WHAT THIS TASK INVOLVES
Rewrite everything from the line containing "the white jersey" down to the end of the items as a numbered list, skipping any blank lines.

# start of EXTRACTED RECORDS

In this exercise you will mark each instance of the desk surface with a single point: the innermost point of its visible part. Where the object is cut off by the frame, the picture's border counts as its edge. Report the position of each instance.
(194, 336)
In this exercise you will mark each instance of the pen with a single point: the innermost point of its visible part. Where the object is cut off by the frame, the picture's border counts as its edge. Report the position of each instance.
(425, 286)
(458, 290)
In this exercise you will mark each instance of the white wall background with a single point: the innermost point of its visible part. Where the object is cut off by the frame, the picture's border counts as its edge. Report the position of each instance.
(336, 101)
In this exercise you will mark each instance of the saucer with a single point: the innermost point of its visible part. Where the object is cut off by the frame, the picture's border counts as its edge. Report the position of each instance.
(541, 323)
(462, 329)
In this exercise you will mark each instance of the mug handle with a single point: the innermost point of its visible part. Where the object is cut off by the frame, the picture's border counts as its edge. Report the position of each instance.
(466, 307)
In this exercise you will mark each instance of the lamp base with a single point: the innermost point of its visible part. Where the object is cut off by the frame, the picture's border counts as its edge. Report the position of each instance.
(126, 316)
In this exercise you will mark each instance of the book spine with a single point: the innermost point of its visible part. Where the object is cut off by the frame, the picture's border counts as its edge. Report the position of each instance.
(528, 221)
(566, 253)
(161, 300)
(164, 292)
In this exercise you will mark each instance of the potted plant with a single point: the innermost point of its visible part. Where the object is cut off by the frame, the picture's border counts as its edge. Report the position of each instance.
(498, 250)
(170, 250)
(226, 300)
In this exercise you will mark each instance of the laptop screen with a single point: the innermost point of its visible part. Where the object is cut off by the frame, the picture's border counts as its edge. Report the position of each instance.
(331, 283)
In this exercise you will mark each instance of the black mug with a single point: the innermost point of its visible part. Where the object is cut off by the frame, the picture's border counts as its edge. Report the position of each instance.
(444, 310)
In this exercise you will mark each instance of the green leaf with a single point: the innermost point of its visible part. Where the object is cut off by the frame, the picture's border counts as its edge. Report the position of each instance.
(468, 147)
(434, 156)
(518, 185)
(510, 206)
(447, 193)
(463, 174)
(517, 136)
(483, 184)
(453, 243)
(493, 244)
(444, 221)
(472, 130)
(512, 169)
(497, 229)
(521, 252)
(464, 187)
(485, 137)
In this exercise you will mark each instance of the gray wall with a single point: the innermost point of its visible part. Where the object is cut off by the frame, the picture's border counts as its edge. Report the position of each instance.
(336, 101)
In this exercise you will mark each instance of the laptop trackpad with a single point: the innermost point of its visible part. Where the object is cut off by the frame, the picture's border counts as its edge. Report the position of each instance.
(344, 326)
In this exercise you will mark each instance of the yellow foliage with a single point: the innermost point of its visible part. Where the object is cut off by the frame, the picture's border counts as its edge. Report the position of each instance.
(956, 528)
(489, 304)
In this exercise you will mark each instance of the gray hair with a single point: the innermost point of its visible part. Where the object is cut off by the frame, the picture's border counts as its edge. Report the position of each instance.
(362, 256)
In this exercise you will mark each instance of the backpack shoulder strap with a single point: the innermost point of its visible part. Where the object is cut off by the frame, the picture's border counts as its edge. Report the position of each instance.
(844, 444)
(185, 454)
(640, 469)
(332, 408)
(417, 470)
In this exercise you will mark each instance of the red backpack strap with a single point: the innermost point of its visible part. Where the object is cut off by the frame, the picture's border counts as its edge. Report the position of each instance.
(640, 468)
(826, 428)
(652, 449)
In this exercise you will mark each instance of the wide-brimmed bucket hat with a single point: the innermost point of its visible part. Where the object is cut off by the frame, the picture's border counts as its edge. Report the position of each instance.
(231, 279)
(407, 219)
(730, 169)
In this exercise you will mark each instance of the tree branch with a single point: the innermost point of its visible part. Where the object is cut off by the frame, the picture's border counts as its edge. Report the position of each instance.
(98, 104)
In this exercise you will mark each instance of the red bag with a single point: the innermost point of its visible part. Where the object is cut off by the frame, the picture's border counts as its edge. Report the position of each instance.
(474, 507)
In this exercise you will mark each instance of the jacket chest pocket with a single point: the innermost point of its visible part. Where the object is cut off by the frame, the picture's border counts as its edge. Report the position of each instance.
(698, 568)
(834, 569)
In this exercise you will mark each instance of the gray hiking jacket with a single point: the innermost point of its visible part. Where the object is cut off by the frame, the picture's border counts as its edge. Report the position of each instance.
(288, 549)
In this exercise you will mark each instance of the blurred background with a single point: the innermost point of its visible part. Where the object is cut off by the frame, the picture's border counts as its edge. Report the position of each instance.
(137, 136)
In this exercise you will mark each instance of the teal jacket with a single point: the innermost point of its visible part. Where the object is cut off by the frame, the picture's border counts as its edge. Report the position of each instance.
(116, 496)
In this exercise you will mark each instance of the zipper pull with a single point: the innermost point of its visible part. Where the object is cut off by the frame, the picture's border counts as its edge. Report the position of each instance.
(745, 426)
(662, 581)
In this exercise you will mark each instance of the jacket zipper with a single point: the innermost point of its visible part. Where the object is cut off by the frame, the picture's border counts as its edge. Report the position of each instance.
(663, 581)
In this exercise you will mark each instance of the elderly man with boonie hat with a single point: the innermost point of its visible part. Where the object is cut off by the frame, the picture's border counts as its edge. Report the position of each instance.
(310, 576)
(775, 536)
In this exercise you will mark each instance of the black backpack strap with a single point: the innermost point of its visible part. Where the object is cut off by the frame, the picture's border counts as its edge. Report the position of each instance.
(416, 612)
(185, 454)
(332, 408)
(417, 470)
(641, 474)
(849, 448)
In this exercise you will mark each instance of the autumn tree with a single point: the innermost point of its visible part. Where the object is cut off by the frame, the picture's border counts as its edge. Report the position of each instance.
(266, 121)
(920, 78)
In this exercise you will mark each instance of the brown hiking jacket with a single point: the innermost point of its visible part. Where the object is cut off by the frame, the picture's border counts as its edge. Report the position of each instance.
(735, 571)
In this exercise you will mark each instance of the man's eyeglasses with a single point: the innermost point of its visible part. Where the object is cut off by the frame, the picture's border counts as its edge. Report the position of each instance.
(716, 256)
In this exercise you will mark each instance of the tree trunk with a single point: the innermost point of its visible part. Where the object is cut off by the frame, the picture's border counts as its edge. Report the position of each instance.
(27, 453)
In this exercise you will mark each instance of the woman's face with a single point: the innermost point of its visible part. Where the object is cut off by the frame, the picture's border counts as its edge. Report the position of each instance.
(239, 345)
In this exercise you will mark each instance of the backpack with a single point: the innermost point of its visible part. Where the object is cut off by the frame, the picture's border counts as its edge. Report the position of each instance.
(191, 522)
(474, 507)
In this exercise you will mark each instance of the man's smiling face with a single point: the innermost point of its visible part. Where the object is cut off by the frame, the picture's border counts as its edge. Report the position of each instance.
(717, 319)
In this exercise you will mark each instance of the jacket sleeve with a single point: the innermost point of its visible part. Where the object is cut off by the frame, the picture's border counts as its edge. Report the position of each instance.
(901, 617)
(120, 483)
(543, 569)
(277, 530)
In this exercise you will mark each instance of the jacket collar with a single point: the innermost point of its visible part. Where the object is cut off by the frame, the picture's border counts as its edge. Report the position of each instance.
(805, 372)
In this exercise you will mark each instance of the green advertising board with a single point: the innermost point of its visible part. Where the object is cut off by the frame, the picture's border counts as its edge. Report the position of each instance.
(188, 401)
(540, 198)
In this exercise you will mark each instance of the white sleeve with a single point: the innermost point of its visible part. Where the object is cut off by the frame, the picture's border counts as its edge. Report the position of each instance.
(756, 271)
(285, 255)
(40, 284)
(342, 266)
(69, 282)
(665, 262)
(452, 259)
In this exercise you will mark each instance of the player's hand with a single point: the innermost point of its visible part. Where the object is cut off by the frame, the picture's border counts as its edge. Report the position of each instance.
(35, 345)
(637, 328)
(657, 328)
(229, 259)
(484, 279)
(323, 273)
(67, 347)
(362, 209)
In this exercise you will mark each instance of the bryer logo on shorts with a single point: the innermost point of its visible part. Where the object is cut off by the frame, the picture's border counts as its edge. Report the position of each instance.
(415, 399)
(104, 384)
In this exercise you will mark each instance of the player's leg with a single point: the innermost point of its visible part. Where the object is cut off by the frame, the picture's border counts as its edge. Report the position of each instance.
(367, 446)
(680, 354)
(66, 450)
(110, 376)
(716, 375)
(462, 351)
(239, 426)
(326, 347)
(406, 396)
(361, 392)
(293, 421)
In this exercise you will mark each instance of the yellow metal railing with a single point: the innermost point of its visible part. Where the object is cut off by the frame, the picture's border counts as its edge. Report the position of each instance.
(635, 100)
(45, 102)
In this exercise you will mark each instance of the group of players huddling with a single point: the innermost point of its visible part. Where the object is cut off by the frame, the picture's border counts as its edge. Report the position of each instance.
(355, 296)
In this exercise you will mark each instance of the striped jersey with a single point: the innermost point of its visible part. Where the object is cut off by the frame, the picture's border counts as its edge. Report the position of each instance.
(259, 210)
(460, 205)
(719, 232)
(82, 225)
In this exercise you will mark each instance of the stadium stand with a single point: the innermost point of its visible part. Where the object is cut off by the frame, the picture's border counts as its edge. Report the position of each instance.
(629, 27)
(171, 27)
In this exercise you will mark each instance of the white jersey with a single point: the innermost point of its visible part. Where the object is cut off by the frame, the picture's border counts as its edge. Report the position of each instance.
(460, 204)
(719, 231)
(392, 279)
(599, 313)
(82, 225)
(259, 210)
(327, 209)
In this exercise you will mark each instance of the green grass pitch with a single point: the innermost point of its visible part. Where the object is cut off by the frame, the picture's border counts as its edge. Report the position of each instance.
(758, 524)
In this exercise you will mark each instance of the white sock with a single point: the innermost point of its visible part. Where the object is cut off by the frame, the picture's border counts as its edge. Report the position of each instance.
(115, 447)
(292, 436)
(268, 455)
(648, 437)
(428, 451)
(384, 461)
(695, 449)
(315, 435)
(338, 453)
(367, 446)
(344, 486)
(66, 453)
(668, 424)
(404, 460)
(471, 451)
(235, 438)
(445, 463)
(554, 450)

# end of EXTRACTED RECORDS

ANSWER FOR THE TASK
1. In this exercise you will mark each instance of the white jersey with a single point: the innermost point of its visible part. Where the object is cut off by the frame, the picture's border counts as its edge. Report the position of each instance.
2. (460, 204)
3. (719, 231)
4. (392, 279)
5. (599, 313)
6. (82, 225)
7. (259, 210)
8. (327, 209)
9. In this exercise you will mark each instance of the green grass pitch with a single point: the innermost point of its visible part. Where the object is cut off by the frame, the picture's border counts as its edge. Report the position of each instance.
10. (758, 524)
11. In this exercise you will mark each instance of the white sock with a single point: the innermost point of its visible part. Where the object is cut off by the frame, the picture's border counts as its edge. Report the position of each instance.
12. (115, 447)
13. (292, 436)
14. (268, 455)
15. (648, 437)
16. (428, 451)
17. (384, 461)
18. (695, 449)
19. (315, 435)
20. (338, 453)
21. (367, 446)
22. (344, 486)
23. (66, 453)
24. (668, 424)
25. (404, 460)
26. (471, 451)
27. (235, 438)
28. (445, 463)
29. (554, 450)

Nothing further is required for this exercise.